* Referring expression data *
————————

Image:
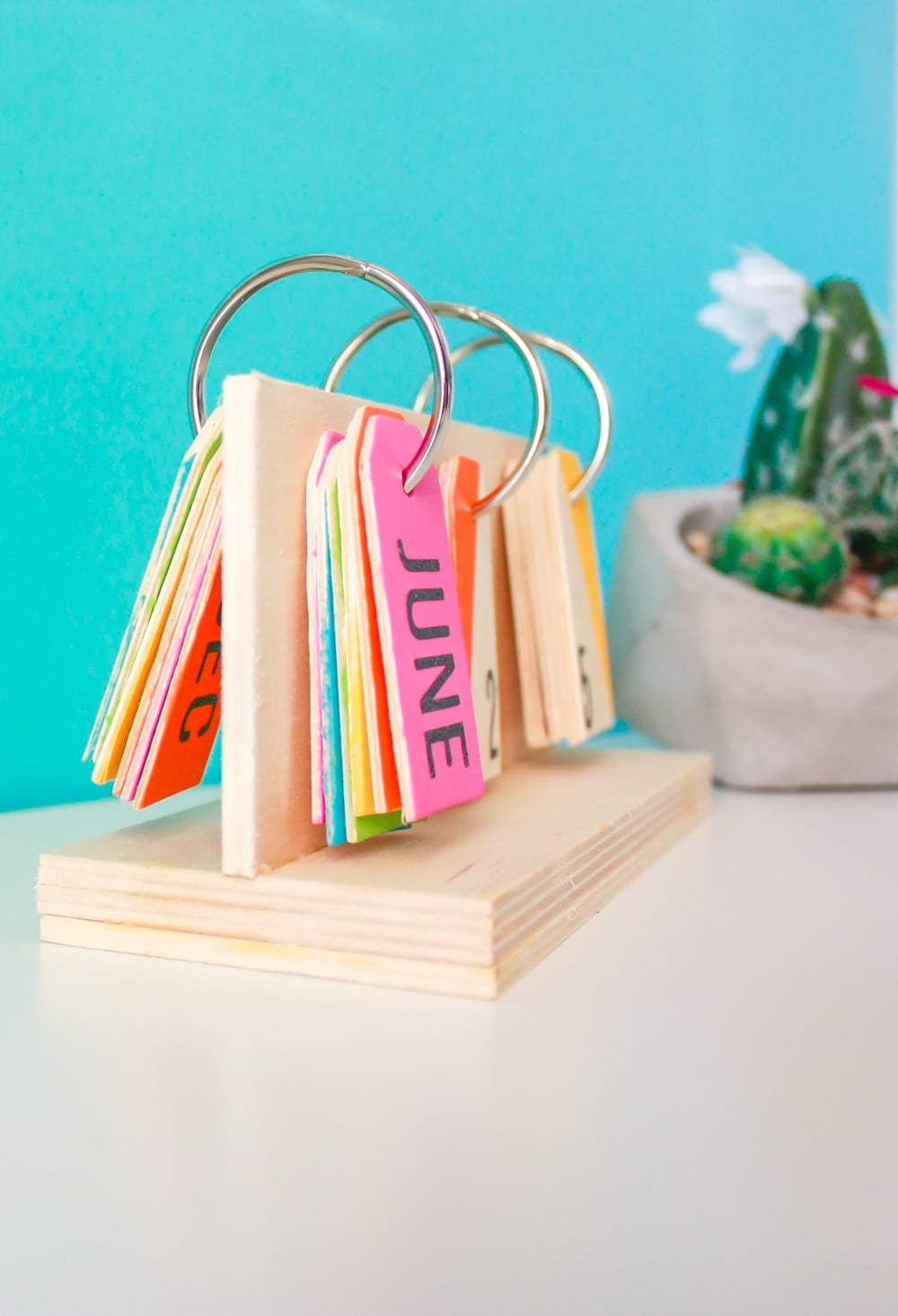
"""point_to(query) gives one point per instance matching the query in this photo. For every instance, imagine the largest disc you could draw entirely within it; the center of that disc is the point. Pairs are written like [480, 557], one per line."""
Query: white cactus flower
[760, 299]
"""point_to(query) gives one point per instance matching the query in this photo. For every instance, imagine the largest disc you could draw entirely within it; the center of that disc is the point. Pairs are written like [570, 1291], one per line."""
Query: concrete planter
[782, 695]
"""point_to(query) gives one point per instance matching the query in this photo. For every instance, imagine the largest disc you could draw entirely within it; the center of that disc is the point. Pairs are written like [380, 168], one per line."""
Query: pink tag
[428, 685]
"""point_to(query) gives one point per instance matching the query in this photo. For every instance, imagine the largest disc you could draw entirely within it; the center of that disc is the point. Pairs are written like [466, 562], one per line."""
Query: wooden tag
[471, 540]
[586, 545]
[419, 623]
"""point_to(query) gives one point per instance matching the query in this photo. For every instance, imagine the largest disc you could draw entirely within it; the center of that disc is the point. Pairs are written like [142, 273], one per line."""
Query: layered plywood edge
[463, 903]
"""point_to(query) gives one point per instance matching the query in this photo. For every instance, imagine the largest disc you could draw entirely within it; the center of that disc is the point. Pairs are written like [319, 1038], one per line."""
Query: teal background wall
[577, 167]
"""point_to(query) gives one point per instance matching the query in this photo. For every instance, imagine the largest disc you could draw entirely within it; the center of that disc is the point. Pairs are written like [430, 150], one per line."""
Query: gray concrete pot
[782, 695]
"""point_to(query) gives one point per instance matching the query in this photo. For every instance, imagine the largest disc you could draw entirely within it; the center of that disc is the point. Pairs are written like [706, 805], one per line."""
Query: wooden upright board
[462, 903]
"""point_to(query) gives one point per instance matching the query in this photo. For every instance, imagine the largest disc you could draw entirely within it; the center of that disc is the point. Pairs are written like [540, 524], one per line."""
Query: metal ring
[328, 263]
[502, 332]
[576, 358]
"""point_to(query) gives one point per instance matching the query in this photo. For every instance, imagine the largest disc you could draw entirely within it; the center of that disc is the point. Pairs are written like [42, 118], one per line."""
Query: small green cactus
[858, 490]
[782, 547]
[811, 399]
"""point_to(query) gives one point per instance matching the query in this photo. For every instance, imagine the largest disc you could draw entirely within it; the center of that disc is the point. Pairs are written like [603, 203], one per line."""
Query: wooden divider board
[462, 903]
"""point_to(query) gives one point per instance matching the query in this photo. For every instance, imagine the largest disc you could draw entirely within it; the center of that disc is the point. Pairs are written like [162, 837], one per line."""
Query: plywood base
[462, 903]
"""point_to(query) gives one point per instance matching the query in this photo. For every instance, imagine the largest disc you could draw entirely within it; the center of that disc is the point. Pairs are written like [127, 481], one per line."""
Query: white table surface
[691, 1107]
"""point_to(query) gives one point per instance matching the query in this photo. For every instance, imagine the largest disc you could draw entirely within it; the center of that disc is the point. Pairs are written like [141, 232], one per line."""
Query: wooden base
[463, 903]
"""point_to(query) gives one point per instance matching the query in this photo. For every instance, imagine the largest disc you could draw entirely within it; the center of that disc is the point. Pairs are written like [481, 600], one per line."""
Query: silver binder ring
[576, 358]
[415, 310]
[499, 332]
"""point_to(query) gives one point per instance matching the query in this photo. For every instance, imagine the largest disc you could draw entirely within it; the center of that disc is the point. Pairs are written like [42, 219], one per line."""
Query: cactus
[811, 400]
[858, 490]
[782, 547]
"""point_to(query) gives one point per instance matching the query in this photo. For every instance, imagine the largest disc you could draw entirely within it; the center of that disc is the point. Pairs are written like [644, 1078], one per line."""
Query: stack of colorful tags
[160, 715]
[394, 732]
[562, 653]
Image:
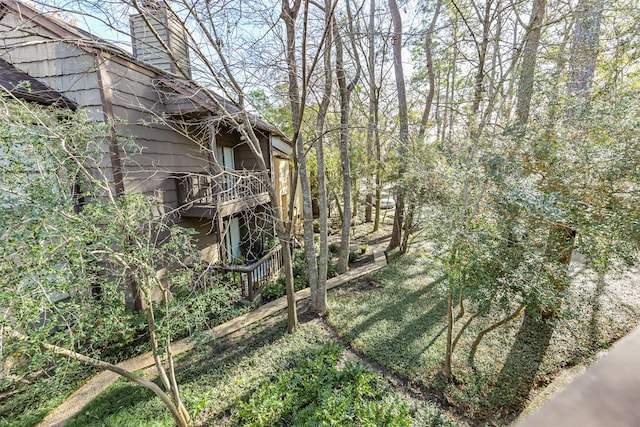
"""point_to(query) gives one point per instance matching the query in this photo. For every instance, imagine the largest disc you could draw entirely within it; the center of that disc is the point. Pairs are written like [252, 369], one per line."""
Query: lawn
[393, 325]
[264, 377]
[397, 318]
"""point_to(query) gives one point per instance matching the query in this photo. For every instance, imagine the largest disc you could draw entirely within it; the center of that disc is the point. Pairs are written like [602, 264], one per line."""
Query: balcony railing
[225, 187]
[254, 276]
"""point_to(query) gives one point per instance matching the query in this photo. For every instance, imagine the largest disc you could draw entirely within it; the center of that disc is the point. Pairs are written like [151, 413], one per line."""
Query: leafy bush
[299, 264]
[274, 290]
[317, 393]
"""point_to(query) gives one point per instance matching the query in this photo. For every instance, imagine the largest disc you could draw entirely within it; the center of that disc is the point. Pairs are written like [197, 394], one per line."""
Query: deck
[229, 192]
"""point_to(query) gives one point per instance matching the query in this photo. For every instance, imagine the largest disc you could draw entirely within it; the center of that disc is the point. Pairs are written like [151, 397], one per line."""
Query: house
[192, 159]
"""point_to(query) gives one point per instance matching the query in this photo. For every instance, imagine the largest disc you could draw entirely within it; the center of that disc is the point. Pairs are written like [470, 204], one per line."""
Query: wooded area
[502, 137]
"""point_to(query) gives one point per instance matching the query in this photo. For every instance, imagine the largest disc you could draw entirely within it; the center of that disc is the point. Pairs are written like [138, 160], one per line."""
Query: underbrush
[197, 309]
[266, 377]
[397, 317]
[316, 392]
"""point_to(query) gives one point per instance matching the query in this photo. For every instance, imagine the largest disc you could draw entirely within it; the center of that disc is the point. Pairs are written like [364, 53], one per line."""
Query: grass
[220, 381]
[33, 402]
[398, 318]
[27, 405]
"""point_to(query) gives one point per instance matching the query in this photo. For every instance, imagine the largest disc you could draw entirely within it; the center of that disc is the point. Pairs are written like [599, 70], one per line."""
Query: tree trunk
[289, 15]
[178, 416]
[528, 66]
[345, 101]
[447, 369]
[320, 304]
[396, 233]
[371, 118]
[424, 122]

————————

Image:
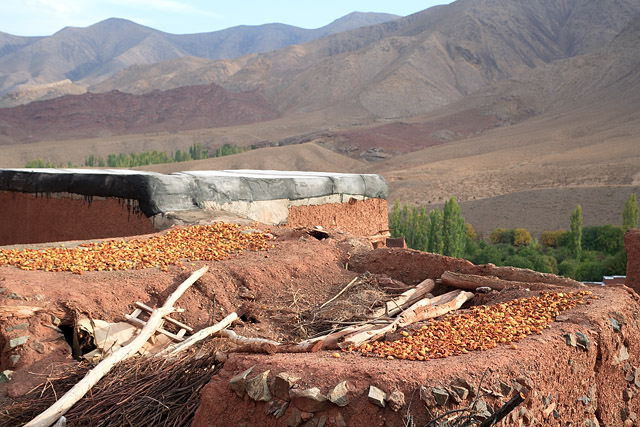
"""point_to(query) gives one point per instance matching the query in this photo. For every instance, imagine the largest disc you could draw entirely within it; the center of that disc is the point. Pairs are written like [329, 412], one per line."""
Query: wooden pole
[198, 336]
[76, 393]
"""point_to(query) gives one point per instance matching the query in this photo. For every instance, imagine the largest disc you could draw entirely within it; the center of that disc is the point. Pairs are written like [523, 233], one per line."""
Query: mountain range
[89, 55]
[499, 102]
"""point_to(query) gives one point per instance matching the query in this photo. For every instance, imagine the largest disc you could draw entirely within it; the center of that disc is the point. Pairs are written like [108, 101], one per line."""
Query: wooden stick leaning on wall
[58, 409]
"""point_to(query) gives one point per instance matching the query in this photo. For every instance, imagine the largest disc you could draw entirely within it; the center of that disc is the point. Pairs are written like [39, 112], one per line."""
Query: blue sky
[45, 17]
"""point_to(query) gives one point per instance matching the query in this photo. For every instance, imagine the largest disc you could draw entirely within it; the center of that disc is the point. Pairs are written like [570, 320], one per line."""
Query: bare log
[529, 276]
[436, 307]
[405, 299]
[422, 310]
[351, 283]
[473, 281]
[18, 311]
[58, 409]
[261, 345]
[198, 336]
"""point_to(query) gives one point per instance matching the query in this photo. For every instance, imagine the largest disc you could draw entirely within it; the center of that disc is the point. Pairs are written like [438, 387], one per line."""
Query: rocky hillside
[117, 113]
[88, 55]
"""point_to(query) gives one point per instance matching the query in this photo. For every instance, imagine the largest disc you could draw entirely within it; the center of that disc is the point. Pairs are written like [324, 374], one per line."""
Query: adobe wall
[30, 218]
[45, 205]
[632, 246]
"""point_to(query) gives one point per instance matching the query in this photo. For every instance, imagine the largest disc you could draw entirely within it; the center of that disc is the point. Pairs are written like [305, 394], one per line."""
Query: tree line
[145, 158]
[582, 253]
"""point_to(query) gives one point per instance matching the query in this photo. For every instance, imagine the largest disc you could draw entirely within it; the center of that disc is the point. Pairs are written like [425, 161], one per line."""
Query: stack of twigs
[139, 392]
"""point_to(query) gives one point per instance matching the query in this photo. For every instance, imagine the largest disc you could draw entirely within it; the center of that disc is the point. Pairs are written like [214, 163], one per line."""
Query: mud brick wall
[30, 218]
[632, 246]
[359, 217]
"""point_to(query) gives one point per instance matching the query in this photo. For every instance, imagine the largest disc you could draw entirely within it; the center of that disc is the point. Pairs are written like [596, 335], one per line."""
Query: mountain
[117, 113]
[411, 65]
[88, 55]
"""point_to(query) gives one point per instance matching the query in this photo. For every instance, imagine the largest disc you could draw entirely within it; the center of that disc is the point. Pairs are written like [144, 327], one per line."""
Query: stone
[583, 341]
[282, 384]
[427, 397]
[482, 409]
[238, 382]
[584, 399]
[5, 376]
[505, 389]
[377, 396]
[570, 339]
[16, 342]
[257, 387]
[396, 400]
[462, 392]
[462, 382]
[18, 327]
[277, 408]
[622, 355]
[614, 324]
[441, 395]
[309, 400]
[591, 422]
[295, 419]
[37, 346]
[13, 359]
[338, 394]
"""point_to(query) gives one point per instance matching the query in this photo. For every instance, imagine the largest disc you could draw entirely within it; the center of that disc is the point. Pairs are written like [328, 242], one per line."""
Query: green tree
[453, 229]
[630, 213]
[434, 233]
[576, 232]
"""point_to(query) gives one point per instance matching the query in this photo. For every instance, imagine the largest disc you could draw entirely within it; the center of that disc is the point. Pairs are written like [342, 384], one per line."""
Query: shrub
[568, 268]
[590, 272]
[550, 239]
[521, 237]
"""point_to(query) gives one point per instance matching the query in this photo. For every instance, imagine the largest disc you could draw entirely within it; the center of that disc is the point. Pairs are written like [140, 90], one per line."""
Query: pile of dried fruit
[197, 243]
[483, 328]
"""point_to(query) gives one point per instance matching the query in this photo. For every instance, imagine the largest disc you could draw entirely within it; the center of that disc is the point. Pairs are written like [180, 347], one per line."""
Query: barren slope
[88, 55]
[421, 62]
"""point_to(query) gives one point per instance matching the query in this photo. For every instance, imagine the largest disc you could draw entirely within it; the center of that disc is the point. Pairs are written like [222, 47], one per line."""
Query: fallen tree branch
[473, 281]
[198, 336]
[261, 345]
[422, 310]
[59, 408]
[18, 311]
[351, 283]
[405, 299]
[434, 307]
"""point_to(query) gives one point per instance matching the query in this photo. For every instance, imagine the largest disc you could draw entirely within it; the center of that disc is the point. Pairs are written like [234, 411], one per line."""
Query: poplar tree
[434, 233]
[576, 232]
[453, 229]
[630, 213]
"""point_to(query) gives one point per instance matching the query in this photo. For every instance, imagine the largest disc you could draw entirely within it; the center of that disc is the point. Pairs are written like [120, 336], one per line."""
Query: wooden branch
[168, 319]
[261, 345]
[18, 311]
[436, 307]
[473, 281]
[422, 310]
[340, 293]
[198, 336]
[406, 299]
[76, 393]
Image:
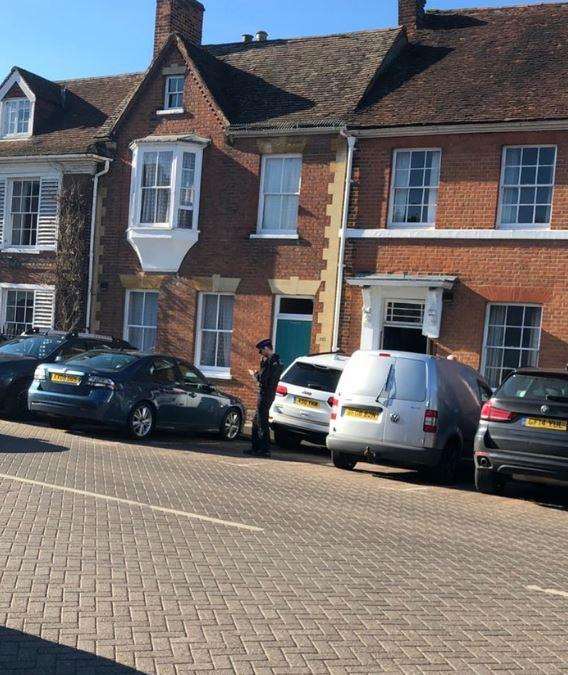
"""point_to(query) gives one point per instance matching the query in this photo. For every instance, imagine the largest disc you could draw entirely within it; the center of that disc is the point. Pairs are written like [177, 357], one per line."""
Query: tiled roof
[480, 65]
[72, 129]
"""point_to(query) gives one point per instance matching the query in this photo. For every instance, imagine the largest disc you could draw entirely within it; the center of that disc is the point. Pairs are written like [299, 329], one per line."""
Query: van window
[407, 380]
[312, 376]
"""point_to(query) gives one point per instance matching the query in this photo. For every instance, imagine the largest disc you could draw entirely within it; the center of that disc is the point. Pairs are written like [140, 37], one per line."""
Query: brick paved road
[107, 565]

————————

* Assigned task *
Set down, exactly as they stand above, the lines starting with the line with "Query: bare log" and going on through the line with "[144, 327], one", and no others.

* Solution for this task *
Query: bare log
[529, 276]
[436, 307]
[405, 299]
[422, 310]
[351, 283]
[473, 281]
[18, 311]
[58, 409]
[261, 345]
[198, 336]
"""point_to(query) gives one point per instance matching the query in this photo. For every instance, imagine the largest disc you could draw entirely within it; the center of that disc is the point. Pairs are written like [438, 387], one per line."""
Query: rocky hillside
[117, 113]
[88, 55]
"""point_to(query) gives one point per instance matching the query in this photo. For every instance, imagine the largest disc you could draw entirely within it; the center of that disc is the point. Pairs are written like [324, 374], one per line."""
Query: adobe wall
[30, 218]
[45, 205]
[632, 246]
"""point_to(query) gives one point per instance matching the query in this photo. For every instance, imagine the largest disc you could draw entirely within it; the center of that disc is the point. Pairs are written like [305, 394], one per line."""
Query: tree line
[145, 158]
[582, 253]
"""point_to(query) gives one point per instance matching the query in this photo. For every instance, imagine the largest disc you could draw entirely within it; the center of that disc is the point. Pairs are written like [425, 161], one per line."""
Query: stack of twigs
[139, 392]
"""point_to(query) gives one point per instance matching the query in this photo. For every instance, imagine the largest disc you could draw entirely within it; the center of that disc is the point. Pairs are written like [214, 163], one per line."""
Query: mud brick wall
[30, 218]
[632, 246]
[359, 217]
"""point_to(query) gives one point per instance matching the query in this photo. For every instance, imagine the largest disc you could draw entirely within it; the center of that disc is the point. Pairs are written like [596, 335], one per line."""
Query: mountain
[117, 113]
[411, 65]
[88, 55]
"""point_to(query) gives one point per instance matching the query in this photo. For every instance, imagine the largest disc you could draw entirely within it; the center of that disc is the point. Pairs are written like [144, 327], one per line."""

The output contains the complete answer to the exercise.